* _Prompt_: Among the lines below, copy exactly those from the one with "output x=64, y=153." through the one with "output x=228, y=461.", counting both ends.

[Start of section]

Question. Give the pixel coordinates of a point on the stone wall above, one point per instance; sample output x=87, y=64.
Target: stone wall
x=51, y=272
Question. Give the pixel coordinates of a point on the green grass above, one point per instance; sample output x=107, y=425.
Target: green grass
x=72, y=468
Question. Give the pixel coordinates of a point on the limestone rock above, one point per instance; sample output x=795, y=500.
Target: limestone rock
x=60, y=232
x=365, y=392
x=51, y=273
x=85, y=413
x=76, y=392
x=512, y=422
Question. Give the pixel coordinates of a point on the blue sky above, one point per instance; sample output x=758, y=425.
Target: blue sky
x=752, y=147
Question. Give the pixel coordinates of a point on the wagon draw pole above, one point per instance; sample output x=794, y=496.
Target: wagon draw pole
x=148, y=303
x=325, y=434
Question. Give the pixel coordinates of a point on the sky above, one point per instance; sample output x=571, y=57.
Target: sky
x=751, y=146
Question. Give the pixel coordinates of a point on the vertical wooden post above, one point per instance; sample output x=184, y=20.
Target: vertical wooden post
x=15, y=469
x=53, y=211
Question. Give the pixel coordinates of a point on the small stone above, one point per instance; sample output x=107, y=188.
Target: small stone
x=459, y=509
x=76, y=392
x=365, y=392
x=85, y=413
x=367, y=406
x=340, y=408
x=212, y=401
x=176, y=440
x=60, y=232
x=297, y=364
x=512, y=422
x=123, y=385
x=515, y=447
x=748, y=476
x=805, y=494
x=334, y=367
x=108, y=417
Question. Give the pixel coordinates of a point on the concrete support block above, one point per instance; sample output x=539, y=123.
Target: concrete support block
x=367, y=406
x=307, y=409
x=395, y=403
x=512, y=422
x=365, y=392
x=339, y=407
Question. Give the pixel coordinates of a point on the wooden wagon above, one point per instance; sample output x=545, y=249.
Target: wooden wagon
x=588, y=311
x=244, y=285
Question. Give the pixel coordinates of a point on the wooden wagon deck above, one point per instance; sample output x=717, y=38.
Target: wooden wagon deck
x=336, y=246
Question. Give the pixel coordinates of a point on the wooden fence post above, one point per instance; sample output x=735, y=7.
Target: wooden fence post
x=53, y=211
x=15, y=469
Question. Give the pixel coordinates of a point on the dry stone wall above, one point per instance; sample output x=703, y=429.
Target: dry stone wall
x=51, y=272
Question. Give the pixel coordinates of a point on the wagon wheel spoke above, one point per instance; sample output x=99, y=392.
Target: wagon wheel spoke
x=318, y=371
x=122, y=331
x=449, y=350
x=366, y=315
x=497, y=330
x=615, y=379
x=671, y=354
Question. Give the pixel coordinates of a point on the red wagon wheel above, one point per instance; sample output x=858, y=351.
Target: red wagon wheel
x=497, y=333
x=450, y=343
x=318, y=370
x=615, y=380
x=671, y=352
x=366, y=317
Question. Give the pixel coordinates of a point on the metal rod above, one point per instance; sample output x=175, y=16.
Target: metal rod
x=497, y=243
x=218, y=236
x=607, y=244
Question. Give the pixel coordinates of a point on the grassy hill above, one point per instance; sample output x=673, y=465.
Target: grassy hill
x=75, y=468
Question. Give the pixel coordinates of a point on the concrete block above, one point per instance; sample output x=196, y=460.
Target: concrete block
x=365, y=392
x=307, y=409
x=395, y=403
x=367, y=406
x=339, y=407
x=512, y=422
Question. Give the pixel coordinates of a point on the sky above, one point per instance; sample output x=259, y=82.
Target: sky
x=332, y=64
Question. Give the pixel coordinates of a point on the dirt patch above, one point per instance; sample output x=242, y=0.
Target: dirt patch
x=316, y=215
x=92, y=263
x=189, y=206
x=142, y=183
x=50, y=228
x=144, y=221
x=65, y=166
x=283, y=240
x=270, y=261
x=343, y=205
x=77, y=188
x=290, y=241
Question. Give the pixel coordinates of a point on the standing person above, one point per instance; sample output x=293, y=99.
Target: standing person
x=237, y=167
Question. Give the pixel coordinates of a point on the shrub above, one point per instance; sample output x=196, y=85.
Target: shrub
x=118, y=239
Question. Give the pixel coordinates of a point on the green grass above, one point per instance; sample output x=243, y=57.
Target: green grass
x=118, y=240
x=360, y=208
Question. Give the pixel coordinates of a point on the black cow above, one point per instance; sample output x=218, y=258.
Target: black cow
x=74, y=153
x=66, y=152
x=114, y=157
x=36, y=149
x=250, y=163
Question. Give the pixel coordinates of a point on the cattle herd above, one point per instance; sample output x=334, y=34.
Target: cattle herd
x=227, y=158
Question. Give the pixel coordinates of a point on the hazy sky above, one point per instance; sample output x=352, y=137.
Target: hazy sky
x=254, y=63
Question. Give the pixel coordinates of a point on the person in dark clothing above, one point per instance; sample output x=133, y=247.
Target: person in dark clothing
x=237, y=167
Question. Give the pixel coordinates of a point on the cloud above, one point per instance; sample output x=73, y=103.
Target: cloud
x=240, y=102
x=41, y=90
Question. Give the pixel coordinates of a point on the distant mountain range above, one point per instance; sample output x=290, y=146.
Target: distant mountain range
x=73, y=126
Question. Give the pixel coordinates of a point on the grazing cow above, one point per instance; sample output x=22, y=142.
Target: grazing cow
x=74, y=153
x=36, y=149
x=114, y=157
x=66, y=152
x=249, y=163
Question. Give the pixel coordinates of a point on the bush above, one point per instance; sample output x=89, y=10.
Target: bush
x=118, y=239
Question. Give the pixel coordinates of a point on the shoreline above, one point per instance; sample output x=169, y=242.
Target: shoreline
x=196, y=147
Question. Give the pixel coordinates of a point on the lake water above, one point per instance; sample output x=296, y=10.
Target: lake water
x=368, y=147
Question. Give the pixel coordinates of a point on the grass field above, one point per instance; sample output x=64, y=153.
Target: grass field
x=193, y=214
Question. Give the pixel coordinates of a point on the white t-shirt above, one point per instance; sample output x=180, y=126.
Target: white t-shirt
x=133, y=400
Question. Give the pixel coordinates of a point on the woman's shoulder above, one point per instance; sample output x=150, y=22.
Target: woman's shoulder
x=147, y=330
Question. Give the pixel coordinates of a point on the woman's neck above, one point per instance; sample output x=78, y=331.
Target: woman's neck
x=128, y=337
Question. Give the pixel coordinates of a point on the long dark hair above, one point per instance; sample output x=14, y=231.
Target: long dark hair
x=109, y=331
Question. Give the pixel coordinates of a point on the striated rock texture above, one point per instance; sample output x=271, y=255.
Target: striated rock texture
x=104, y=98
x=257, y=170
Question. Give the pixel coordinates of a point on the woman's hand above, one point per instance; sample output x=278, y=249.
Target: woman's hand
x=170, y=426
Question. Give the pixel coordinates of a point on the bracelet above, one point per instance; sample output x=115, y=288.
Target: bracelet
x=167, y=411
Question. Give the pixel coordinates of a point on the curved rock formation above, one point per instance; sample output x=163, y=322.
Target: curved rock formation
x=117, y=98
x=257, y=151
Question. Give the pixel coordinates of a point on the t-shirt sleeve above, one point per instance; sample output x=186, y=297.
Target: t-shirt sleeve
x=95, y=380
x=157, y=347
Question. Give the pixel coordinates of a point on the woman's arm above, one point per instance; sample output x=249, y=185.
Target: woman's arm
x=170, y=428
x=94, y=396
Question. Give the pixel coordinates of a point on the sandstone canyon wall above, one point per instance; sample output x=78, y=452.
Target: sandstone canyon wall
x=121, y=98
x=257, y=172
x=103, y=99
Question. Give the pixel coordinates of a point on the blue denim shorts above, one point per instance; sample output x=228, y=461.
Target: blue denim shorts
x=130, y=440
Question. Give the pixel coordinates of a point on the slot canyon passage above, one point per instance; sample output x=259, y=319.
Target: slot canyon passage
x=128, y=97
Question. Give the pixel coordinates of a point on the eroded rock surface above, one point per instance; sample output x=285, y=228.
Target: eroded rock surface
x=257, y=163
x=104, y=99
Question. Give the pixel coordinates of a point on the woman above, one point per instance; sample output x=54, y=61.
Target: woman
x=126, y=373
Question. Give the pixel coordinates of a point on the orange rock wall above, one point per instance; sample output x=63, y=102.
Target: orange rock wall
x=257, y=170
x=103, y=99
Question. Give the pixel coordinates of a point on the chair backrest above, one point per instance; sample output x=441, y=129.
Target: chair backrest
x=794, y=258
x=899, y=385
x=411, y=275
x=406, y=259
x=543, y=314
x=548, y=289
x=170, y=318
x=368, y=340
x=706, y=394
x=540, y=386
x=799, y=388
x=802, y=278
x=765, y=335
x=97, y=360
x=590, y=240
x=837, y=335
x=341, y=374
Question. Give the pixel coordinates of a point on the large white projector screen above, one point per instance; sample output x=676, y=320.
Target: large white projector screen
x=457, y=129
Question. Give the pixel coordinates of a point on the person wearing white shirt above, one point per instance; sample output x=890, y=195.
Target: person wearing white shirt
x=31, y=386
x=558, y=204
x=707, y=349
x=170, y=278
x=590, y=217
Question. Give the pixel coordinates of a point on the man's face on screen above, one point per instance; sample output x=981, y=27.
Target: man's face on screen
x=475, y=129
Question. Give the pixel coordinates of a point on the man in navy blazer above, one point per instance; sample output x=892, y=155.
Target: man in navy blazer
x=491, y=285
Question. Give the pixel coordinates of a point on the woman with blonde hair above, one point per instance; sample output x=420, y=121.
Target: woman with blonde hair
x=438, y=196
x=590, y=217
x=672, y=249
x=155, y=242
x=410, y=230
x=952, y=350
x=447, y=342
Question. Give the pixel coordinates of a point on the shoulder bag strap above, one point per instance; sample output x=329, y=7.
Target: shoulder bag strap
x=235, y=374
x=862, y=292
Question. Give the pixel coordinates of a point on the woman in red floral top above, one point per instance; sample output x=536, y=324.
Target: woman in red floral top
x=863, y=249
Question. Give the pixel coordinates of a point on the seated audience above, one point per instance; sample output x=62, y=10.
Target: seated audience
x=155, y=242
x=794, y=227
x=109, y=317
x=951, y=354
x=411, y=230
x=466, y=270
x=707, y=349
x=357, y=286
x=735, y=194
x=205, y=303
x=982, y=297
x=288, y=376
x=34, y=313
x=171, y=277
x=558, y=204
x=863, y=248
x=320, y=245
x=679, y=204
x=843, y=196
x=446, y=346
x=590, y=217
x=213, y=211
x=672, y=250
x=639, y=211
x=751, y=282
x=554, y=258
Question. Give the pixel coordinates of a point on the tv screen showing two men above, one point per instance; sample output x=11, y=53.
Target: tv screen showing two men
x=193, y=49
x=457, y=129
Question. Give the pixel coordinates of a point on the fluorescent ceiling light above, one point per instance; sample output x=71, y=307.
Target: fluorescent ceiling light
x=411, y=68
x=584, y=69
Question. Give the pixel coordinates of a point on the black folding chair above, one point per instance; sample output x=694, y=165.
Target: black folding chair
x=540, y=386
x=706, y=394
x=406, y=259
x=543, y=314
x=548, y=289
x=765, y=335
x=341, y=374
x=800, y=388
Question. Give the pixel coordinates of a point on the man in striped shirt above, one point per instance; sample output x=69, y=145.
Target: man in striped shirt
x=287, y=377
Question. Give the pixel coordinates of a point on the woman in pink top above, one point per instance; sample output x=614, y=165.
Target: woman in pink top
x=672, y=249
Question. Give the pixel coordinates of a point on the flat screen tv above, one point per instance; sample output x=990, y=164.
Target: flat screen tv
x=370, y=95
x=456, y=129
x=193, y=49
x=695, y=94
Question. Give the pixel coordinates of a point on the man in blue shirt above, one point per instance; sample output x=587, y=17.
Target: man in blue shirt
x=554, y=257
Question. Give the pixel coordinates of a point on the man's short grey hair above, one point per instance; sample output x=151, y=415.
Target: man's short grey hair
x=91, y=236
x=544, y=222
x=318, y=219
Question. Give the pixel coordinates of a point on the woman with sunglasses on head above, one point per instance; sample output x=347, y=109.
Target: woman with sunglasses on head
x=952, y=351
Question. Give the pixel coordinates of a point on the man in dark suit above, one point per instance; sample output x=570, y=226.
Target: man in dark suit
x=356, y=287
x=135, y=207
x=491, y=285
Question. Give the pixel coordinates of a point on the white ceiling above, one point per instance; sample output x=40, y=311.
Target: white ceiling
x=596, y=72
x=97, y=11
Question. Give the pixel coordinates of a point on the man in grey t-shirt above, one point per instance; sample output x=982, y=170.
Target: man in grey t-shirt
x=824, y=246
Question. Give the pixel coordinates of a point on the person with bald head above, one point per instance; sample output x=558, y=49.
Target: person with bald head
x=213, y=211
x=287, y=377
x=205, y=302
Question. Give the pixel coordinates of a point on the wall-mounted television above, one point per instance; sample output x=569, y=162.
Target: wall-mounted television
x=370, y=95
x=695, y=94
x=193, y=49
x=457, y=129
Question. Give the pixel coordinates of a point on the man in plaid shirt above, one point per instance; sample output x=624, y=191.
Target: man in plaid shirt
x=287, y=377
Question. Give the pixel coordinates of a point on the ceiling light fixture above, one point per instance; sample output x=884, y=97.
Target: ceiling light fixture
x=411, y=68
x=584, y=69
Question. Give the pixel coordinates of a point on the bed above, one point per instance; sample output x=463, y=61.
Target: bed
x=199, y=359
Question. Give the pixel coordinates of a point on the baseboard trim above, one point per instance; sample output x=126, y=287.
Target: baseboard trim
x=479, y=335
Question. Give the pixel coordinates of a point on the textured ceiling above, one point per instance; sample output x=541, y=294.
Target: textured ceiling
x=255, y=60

[End of section]

* _Answer below_:
Question. Give the pixel coordinates of a point on the grass field above, one point per instance; sample output x=64, y=153.
Target: grass field
x=193, y=214
Question. Give the pixel coordinates of a point on the white t-shirt above, one point per instance; sample output x=180, y=126.
Target: white t-shirt
x=133, y=400
Question. Give the pixel coordinates of a point on the woman's shoulder above, one point per instance; sample output x=150, y=22.
Target: woman's shoulder
x=147, y=330
Question. Give the pixel coordinates of a point on the woman's neck above, one point per instance; sample output x=78, y=331.
Target: woman's neck
x=128, y=337
Question. Give the pixel coordinates of a point on the long dark hair above, one point per instance; sample output x=14, y=231.
Target: long dark hair
x=109, y=331
Question. Give the pixel coordinates of a point on the striated rock texture above, one point per instance; sample output x=271, y=255.
Target: striated rock texture
x=104, y=98
x=257, y=170
Question. Give the pixel coordinates of a point on the woman's hand above, one point per instance; sample output x=278, y=249.
Target: woman's hand
x=170, y=426
Question. Give the pixel coordinates of a point on the bracelet above, one point per instance; sample output x=115, y=288.
Target: bracelet
x=167, y=411
Question. Give the pixel coordinates of a point on the curved rock formation above, one point per instance; sample output x=163, y=322.
Target: curved rock formation
x=117, y=98
x=257, y=151
Question. Give the pixel coordinates of a point on the t-shirt sleeve above, one point per instance; sample output x=186, y=297.
Target: t-shirt sleeve
x=95, y=380
x=157, y=347
Question. Give the pixel coordinates of a point on the woman's arm above, one point per instance; sample output x=249, y=185.
Target: woman's arm
x=170, y=428
x=94, y=396
Question. Give the pixel coordinates of a point on the sandstone canyon wall above, one point per instance; sample output x=78, y=452.
Target: sandstone canyon wall
x=121, y=98
x=257, y=172
x=103, y=99
Question. Give the pixel coordinates of a point on the blue denim shorts above, one point per instance; sample output x=228, y=461.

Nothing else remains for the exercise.